We leverage our scale to increase player engagement, cross-promote our portfolio of games, continually enhance existing games, launch new games and build the Zynga brand. We believe our scale results in network effects that deliver compelling value to our players, and we are committed to making significant investments that will further grow our community of players, their engagement and our monetization over time.

 

We have achieved significant growth in our business in a short period of time. From 2009 to 2011, our revenue increased from $121.5 million to $1.14 billion and our bookings increased from $328.1 million to $1.16 billion, we went from a net loss of $52.8 million to net loss of $404.3 million and our adjusted EBITDA increased from $168.2 million to $303.3 million. For a discussion of the limitations associated with using bookings rather than the comparable GAAP measure and a reconciliation of this measure to revenue, see the section titled “Selected Consolidated Financial Data—Non-GAAP Financial Measures.”

 

Consistent with our free-to-play business model, a small portion of our players have been payers. During the three months ended December 31, 2011 we had approximately 2.9 million MUPs (excluding payers who use certain payment methods for which unique payer data is not available). Because the opportunity for social interactions increases as the number of players increases, we believe that maintaining and growing our overall number of players, including the number of players who may not purchase virtual goods, is important to the success of our business. As a result, we believe that the number of players who choose to purchase virtual goods will continue to constitute a small portion of our overall players as our business grows.

 

Our top three games historically have contributed the majority of our revenue. Our top three games accounted for 83%, 78% and 57% of our online game revenue in 2009, 2010 and 2011, respectively.
⁂
What you need to do:
a) Condense the paragraph of the Zynga business overview that begins "Consistent with our free-to-play business model" into a short bulleted list, keeping its main facts.
b) Write a continuation of the Zynga business overview, picking up after its final sentence about the revenue share of the top three games.
The records that come next are separate material and are not part of the Zynga business overview.
⁂
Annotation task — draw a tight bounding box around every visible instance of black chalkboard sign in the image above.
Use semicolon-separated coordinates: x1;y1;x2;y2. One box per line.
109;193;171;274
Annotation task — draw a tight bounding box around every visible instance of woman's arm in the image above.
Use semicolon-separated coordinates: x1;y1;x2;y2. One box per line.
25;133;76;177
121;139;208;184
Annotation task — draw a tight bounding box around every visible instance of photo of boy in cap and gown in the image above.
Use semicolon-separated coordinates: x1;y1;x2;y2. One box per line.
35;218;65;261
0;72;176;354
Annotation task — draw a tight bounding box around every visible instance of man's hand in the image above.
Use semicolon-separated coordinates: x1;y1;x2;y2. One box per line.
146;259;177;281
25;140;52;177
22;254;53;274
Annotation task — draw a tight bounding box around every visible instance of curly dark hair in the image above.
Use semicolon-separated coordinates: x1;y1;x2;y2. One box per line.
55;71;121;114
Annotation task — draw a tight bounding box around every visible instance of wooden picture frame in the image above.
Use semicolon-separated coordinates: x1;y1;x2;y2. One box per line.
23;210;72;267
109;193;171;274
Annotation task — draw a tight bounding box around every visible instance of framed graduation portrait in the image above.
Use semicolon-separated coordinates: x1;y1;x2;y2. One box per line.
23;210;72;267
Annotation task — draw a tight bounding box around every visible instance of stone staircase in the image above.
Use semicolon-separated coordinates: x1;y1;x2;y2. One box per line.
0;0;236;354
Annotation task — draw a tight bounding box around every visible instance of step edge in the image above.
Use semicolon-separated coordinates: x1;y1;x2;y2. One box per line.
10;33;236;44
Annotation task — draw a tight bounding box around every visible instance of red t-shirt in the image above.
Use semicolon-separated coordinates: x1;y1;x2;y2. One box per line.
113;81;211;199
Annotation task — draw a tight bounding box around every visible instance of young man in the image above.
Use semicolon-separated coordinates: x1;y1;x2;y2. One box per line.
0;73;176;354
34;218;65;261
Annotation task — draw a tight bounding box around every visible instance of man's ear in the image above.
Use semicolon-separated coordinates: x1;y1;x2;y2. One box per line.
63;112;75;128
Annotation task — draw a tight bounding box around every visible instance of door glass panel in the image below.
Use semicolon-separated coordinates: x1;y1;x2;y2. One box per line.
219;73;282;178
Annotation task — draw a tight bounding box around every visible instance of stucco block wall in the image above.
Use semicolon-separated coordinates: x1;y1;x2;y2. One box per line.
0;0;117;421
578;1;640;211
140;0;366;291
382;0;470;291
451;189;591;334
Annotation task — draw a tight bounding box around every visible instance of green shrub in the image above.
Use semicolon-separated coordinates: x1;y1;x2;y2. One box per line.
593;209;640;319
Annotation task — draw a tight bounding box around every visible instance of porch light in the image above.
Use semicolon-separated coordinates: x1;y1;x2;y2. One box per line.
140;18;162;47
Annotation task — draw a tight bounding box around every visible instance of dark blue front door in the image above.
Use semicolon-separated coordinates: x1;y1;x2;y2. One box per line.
⁂
Answers for the exercise:
a)
- Under the free-to-play model, only a small portion of players have been payers.
- In the three months ended December 31, 2011, there were about 2.9 million MUPs. This excludes payers using certain payment methods for which unique payer data is not available.
- More players create more opportunities for social interaction, so keeping and growing the total player base, including non-payers, is seen as important to success.
- Payers are therefore expected to remain a small portion of all players as the business grows.

b)
Industry Background

 

The way people use, communicate through and socialize on the Internet continues to evolve. A major shift in people’s use of the Internet is the increased popularity of playing games relative to other online activities. According to a Nielsen report in August 2010, the time spent playing online games in the United States surpassed the time spent on email. There are a number of key trends that we believe will continue to drive the growth and popularity of social games, including:

 

   

Growth of Social Networks. Over the past decade, social networks have emerged as mainstream platforms that enable people to connect with each other online, share information and enjoy experiences with their friends and families. IDC, a market research firm, estimates that there were approximately 1.1 billion users of social networks globally, including over 845 million active users on Facebook, in 2011. IDC forecasts that the number of users on social networks globally will grow to 1.6 billion by 2014.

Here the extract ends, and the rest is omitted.